— Task details —
Return the records exactly as they are.

### Records provided

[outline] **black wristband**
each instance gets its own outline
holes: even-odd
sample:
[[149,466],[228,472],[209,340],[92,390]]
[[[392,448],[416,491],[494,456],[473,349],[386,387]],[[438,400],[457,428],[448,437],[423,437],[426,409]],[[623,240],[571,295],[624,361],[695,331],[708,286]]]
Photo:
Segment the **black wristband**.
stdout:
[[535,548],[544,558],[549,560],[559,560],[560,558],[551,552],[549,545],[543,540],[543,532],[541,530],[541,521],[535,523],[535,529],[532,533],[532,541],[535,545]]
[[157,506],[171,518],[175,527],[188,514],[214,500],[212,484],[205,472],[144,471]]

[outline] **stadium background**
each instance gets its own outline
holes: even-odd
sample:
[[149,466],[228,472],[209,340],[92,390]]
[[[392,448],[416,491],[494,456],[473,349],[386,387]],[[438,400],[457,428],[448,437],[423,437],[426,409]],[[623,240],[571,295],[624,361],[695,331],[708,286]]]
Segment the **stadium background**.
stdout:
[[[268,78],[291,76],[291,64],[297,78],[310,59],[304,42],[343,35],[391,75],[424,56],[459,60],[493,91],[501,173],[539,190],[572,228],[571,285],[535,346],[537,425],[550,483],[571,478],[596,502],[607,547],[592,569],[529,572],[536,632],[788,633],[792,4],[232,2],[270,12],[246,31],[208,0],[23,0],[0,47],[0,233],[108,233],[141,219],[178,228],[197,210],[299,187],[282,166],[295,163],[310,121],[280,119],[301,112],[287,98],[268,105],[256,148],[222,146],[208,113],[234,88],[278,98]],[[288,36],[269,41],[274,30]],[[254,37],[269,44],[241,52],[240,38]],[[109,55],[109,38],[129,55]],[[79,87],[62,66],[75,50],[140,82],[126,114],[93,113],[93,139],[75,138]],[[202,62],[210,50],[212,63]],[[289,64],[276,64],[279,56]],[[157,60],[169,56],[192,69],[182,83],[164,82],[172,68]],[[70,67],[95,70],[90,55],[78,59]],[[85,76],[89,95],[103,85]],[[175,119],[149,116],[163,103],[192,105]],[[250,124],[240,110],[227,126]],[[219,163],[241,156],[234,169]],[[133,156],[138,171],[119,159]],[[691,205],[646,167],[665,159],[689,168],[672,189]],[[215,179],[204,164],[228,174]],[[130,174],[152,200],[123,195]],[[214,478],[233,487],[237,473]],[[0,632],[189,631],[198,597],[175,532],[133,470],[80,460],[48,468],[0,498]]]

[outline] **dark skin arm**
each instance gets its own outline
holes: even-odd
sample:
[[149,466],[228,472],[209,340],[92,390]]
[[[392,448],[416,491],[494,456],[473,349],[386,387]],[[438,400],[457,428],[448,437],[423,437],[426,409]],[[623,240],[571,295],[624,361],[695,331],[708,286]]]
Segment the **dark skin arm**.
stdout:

######

— Reply —
[outline] **black wristband**
each instance gets its own outline
holes: even-odd
sample:
[[149,466],[228,472],[209,340],[92,390]]
[[[392,448],[416,491],[494,456],[473,349],[386,387]],[[438,400],[457,428],[448,437],[423,437],[426,409]],[[623,240],[571,295],[624,361],[695,331],[708,286]]]
Photo:
Segment the **black wristband**.
stdout:
[[535,548],[544,558],[549,560],[559,560],[560,558],[551,552],[549,545],[543,540],[543,532],[541,530],[541,521],[535,523],[535,529],[532,533],[532,541],[535,545]]
[[157,506],[171,518],[175,527],[188,514],[214,500],[212,484],[205,472],[144,471]]

[outline] **stadium background**
each instance gets its own outline
holes: even-odd
sample:
[[149,466],[228,472],[209,340],[92,390]]
[[[392,448],[416,491],[494,456],[473,349],[386,387]],[[438,400],[457,428],[448,437],[423,437],[426,409]],[[623,240],[571,295],[624,361],[695,331],[708,286]]]
Segment the **stadium background**.
stdout:
[[[268,78],[291,76],[291,64],[297,78],[310,59],[304,42],[343,35],[391,75],[424,56],[459,60],[493,91],[501,173],[539,190],[572,228],[571,285],[535,346],[537,425],[550,483],[571,478],[596,502],[607,547],[592,569],[529,572],[536,632],[788,633],[792,4],[232,2],[270,12],[246,31],[208,0],[23,0],[0,47],[0,233],[108,233],[141,219],[178,228],[197,210],[299,187],[282,166],[295,163],[310,121],[280,119],[301,112],[287,98],[268,105],[256,148],[222,146],[208,113],[234,88],[278,98]],[[288,36],[269,41],[274,30]],[[254,37],[269,44],[241,52],[240,38]],[[109,55],[109,38],[129,55]],[[79,87],[62,66],[75,50],[140,82],[126,114],[93,113],[93,139],[75,138]],[[202,62],[210,50],[212,63]],[[289,64],[276,64],[279,56]],[[157,60],[169,56],[192,69],[182,83],[164,82],[172,68]],[[70,67],[95,70],[90,55],[78,59]],[[85,76],[89,95],[103,85]],[[175,119],[149,116],[163,103],[192,105]],[[250,124],[240,110],[227,126]],[[219,163],[241,156],[234,169]],[[133,156],[138,171],[119,159]],[[691,205],[646,167],[665,159],[689,168],[672,189]],[[215,179],[204,164],[228,174]],[[130,174],[152,200],[123,195]],[[214,478],[233,487],[237,473]],[[0,632],[189,631],[198,597],[175,532],[133,470],[80,460],[48,468],[0,498]]]

[outline] **dark skin arm**
each instance gets its own outline
holes: even-odd
sample:
[[149,466],[228,472],[209,340],[92,390]]
[[[392,448],[416,491],[494,456],[473,349],[386,387]],[[438,400],[457,428],[448,437],[423,437],[426,409]],[[623,240],[571,295],[624,361],[695,331],[708,286]]]
Segment the **dark skin arm**.
stdout:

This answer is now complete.